**WHAT IS REQUIRED**
In the records below, find the line containing "the white wake"; give it again exactly, along with every line that follows, and nothing else.

— Start SOURCE MATERIAL —

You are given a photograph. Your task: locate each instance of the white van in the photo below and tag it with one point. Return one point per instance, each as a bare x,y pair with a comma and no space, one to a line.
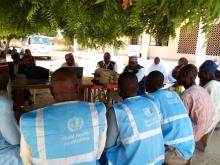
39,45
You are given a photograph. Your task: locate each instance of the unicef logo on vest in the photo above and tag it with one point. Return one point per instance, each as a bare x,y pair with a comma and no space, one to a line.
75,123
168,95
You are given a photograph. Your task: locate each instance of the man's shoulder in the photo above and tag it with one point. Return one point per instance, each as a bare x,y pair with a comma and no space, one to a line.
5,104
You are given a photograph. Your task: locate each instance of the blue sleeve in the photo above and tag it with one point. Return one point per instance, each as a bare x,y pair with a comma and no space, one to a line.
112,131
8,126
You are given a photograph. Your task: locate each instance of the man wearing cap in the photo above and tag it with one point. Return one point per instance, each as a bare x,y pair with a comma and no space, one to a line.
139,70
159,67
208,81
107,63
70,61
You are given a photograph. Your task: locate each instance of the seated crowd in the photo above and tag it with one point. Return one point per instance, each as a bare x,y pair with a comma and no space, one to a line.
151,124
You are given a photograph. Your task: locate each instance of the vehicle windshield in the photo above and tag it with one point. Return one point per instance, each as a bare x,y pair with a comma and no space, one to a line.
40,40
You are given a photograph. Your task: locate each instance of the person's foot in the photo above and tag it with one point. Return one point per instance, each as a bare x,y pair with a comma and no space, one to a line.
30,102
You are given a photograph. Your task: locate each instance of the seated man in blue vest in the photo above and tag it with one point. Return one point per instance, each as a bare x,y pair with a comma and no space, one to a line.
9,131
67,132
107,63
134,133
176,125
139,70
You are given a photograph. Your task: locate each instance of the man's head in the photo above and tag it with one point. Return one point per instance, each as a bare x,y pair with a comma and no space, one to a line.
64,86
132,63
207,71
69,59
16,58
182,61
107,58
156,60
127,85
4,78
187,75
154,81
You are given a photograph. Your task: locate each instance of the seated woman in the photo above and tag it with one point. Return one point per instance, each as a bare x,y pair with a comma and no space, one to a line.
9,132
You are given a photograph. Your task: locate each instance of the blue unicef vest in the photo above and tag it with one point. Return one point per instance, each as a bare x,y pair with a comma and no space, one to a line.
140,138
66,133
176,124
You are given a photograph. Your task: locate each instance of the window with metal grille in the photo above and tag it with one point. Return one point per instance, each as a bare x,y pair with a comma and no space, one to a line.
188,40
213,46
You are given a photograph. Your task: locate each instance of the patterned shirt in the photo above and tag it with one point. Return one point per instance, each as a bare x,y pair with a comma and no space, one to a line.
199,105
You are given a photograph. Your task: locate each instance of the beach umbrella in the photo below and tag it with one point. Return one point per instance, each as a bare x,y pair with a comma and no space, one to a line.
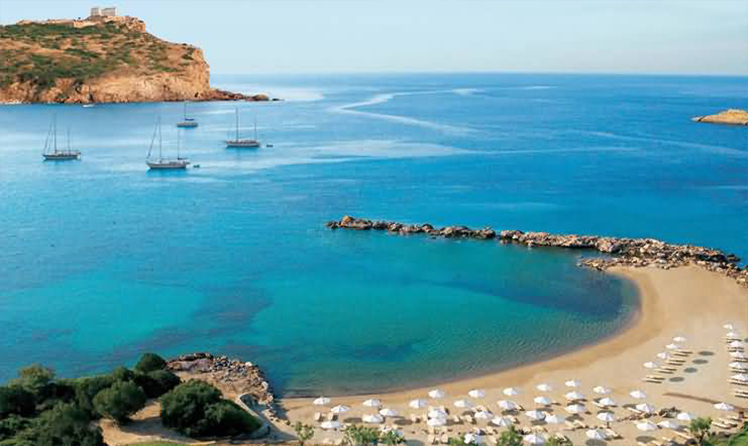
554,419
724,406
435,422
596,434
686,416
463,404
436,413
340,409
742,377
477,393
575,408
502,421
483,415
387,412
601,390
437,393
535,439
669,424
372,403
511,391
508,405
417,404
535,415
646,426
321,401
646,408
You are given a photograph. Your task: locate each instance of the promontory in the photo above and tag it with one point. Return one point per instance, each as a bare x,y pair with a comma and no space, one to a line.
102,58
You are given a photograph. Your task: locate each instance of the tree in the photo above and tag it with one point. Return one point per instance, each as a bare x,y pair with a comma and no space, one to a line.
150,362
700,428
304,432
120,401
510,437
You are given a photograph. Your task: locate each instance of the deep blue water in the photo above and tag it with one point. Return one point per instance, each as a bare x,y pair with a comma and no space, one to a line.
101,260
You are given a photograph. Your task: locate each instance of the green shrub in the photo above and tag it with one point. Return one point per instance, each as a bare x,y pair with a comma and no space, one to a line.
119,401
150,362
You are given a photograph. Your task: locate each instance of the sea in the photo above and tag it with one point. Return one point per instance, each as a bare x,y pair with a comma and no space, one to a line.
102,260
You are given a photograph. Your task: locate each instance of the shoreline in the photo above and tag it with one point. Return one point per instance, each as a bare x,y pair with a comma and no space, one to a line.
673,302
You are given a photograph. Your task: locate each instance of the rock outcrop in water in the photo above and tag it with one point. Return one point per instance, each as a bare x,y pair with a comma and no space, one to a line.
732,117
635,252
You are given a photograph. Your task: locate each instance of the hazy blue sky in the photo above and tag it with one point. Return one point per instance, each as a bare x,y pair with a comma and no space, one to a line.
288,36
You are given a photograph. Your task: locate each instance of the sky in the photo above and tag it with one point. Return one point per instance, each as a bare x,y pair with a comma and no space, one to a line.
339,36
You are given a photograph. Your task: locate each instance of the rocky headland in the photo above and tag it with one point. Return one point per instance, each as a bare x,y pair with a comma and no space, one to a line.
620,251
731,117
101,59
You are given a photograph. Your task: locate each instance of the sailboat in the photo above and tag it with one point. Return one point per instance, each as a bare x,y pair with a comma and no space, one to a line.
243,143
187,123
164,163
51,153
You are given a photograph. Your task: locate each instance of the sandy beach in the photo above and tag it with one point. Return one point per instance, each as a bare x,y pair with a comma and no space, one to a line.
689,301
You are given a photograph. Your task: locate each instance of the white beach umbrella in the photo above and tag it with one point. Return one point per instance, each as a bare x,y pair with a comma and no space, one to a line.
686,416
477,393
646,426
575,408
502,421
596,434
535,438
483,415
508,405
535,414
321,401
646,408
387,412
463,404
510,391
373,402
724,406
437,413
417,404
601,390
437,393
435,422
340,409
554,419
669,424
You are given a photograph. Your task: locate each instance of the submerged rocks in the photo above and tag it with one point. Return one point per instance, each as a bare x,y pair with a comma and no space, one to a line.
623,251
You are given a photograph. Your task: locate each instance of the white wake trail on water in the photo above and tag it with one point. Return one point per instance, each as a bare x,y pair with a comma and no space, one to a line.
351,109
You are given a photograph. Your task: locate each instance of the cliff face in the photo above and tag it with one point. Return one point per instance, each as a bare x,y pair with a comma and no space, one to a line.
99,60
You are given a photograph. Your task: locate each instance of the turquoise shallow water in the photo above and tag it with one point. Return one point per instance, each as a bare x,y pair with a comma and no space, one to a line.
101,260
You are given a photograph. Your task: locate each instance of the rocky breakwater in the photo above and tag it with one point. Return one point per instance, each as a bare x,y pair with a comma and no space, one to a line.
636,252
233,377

— End SOURCE MATERIAL —

**SOLUTION**
You are given a photograph. Your task: locate each instance of the white wake trail on water in the photo above and tag it with one point. Return one point per instance, each as a bare x,y pair with a comma and no space, one to a line.
351,109
You are given a photograph. Your task: locate each instance of the cliff face in the photo above and tag it with one point. Return one point per instance, each as a bare x,y pair with a comma and no space, one to a line.
99,60
You are given a photograph. Your task: locate each instance of the turquoise shallow water in the photo above and tag it with one point. Return one point per instance, each as a bare x,y pair with a comma and no space, one to a line.
101,260
You are given a photograph. Your task: locate each instance of the rocky breakwater in the photo above and tag it with one point. Return one point per instance, each as a bare x,y pair with a comma and no space, one to a line.
636,252
233,377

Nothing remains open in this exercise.